-- BRIEF --
Transcribe the Karapace text in full, without any changes.

-- READING TEXT --
# # # # #

GitHub - pgsql-io/karapace: Karapace

Karapace

karapace Your Kafka essentials in one tool

Features

Schema Registry and Rest Proxy aim to be API compatible with the pre-existing proprietary Confluent Schema Registry and Kafka Rest Proxy
Drop in replacement both on pre-existing Schema Registry / Kafka Rest Proxy client and server-sides
Moderate memory consumption
Asynchronous architecture based on aiohttp

Overview

Karapace supports the storing of schemas in a central repository, which clients can access to serialize and deserialize messages. The schemas also maintain their own version histories and can be checked for compatibility between their different respective versions.

Karapace rest provides a RESTful interface to your Kafka cluster, allowing you to perform tasks such as producing and consuming messages and perform administrative cluster work, all the while using the language of the WEB.

Karapace is compatible with Schema Registry 6.1.1 on API level with the following exceptions

Protobuf schemas are unsupported

Setup

Karapace is a Python project, and requires Kafka for its backend storage. There is also a Docker setup for development.

Requirements

Karapace requires Python 3.6 or later and some additional components in order to operate:

aiohttp for serving schemas over HTTP in an asynchronous fashion
avro-python3 for Avro serialization
kafka-python to read, write and coordinate Karapace's persistence in Kafka
raven-python (optional) to report exceptions to sentry
aiokafka for some components of the rest proxy

Developing and testing Karapace also requires the following utilities: requests, flake8, pylint and pytest.

# # # # #

-- PROVIDED DATA --
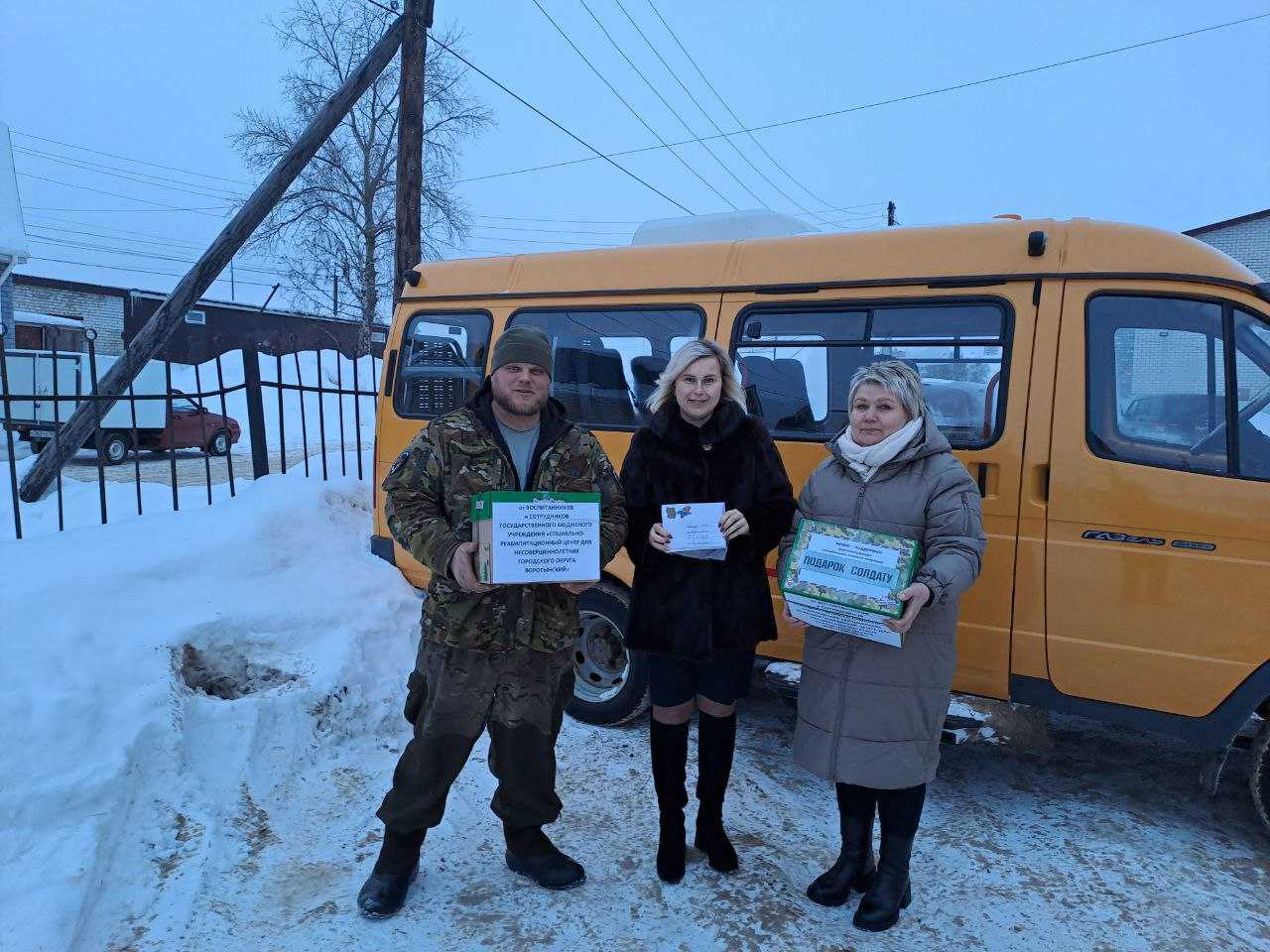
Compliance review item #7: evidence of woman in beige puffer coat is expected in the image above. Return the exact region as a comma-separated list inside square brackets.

# # # # #

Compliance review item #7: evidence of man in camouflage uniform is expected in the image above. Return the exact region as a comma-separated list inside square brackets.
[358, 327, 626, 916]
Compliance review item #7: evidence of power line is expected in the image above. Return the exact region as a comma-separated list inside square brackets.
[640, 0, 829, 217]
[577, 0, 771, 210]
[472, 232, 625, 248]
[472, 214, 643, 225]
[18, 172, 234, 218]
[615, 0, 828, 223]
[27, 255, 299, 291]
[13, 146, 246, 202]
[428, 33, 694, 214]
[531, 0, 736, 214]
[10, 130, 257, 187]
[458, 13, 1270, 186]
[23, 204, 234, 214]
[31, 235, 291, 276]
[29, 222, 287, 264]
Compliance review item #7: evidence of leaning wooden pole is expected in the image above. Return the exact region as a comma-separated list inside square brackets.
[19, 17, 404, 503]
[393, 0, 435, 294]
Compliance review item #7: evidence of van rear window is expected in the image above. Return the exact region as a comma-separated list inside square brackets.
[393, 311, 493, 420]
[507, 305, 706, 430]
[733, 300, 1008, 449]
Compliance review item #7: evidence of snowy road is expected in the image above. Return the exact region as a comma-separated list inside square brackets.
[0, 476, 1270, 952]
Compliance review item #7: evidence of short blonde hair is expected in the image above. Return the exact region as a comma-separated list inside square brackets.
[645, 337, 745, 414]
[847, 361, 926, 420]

# # # # #

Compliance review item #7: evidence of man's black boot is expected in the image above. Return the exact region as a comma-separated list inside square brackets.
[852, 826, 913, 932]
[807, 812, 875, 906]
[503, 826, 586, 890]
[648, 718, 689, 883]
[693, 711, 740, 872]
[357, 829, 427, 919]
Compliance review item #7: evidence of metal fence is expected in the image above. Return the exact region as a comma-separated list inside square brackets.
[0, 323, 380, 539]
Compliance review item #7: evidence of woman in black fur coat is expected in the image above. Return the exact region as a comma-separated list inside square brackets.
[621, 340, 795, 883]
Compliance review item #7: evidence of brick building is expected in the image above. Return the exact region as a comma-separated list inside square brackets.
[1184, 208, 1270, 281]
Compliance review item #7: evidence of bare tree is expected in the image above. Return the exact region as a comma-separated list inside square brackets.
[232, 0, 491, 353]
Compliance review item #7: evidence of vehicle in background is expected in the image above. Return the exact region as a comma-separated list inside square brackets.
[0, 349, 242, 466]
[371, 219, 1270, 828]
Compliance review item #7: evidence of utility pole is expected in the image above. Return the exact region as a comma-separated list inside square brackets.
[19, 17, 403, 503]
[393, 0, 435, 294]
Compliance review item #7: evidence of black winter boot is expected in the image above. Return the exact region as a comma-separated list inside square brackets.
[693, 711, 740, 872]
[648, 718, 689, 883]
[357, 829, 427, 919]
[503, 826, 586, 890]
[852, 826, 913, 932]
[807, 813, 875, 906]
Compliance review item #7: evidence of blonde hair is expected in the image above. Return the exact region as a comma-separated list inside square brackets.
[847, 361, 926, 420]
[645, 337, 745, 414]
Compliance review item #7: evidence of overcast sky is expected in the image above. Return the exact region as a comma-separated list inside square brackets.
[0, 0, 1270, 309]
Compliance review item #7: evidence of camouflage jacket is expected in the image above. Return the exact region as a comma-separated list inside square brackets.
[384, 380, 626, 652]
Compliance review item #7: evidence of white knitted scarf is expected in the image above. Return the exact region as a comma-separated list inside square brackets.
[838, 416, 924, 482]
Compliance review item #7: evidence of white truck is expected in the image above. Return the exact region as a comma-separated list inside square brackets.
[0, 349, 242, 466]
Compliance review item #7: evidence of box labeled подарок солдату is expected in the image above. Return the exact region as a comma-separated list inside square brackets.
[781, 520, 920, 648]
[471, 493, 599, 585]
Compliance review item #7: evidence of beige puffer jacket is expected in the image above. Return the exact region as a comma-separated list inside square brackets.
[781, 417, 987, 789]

# # # # #

-- ANSWER IN FULL --
GitHub - pgsql-io/karapace: Karapace

Karapace

karapace Your Kafka essentials in one tool

Features

Schema Registry and Rest Proxy aim to be API compatible with the pre-existing proprietary Confluent Schema Registry and Kafka Rest Proxy
Drop in replacement both on pre-existing Schema Registry / Kafka Rest Proxy client and server-sides
Moderate memory consumption
Asynchronous architecture based on aiohttp

Overview

Karapace supports the storing of schemas in a central repository, which clients can access to serialize and deserialize messages. The schemas also maintain their own version histories and can be checked for compatibility between their different respective versions.

Karapace rest provides a RESTful interface to your Kafka cluster, allowing you to perform tasks such as producing and consuming messages and perform administrative cluster work, all the while using the language of the WEB.

Karapace is compatible with Schema Registry 6.1.1 on API level with the following exceptions

Protobuf schemas are unsupported

Setup

Karapace is a Python project, and requires Kafka for its backend storage. There is also a Docker setup for development.

Requirements

Karapace requires Python 3.6 or later and some additional components in order to operate:

aiohttp for serving schemas over HTTP in an asynchronous fashion
avro-python3 for Avro serialization
kafka-python to read, write and coordinate Karapace's persistence in Kafka
raven-python (optional) to report exceptions to sentry
aiokafka for some components of the rest proxy

Developing and testing Karapace also requires the following utilities: requests, flake8, pylint and pytest.